▶ Ejercicio
En el fragmento sobre la muerte de la abuela, por favor enumera todo lo que, según el texto, no podrán hacer por ella o entre ellos tras su fallecimiento.

▶ Fragmento del texto

• • • •

Lo que más pesa es pensar en que alguien de la tropa caiga. ¿Cómo mantenerte fuerte ante eso?, intubar un amigo, verlo perder la batalla no será nada fácil. Es el pavor de todos. Ver cómo algunos con patologías siguen trabajando porque les negaron la incapacidad. Pero los directivos en algunos hospitales fueron los primeros en ponerse a salvo. Los demás sólo somos un número más.
Algunos ya nos aislamos de nuestros familiares más vulnerables, yo dividí mi casa y vivo en un cuarto, paso despensa a mis papás y mi hijo solamente. Los veo por una ventana, pero están cerca.
Algunos enviaron a sus hijos a otra casa, incluso a otra ciudad. Mi niño me pregunta si puede visitarme, dice que él puede romper la puerta como un ninja para verme.
No dejo de pensar en los que perdieron su trabajo. Hace una semana vi meseros vendiendo agua en los semáforos.
Algunos amigos me contactan con crisis de ansiedad, otros preguntando cómo está realmente la situación o si ya vi morir a alguien. Otros comprenden lo rudo de la situación como profesional de la salud y me preguntan cómo estoy.
¿Cómo estoy? Digamos que con insomnio, incertidumbre y en proceso de adaptación. Llorando porque mientras escribo esto, 16 de abril de 2020, mi abuela cumplió 94 años y cerca de las 16:00 horas falleció por secuelas de un sangrado y una neumonía presentada hace un par de semanas. Le tomaron una muestra para descartar Covid por los síntomas respiratorios y la manejaron con ese protocolo. Hasta el día de mañana sabremos los resultados. No podrá ser velada, no la podemos ver por última vez ni despedirla, incluso no podremos consolarnos ni abrazarnos. No le llevaremos flores, no podremos hacerle misa… así directo irá al crematorio.

• • • •

▶ Datos proporcionados
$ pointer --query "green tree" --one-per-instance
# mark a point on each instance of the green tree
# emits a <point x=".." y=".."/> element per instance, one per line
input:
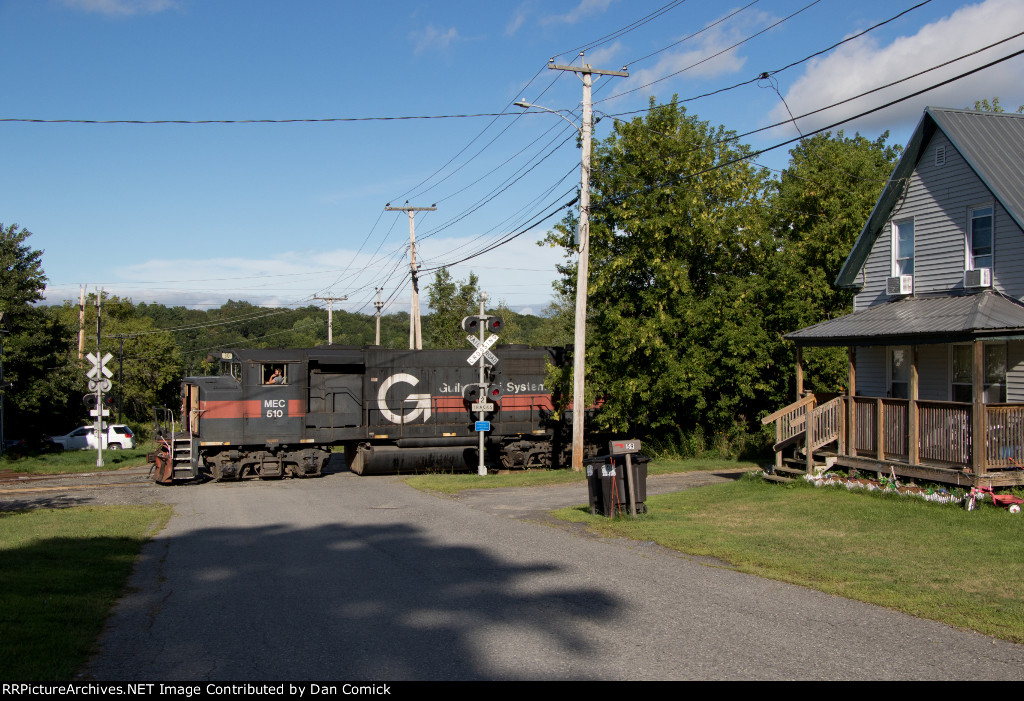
<point x="817" y="210"/>
<point x="146" y="362"/>
<point x="450" y="301"/>
<point x="673" y="338"/>
<point x="36" y="346"/>
<point x="985" y="105"/>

• • • •

▶ Respuesta
- Velarla
- Verla por última vez
- Despedirla
- Consolarse
- Abrazarse
- Llevarle flores
- Hacerle misa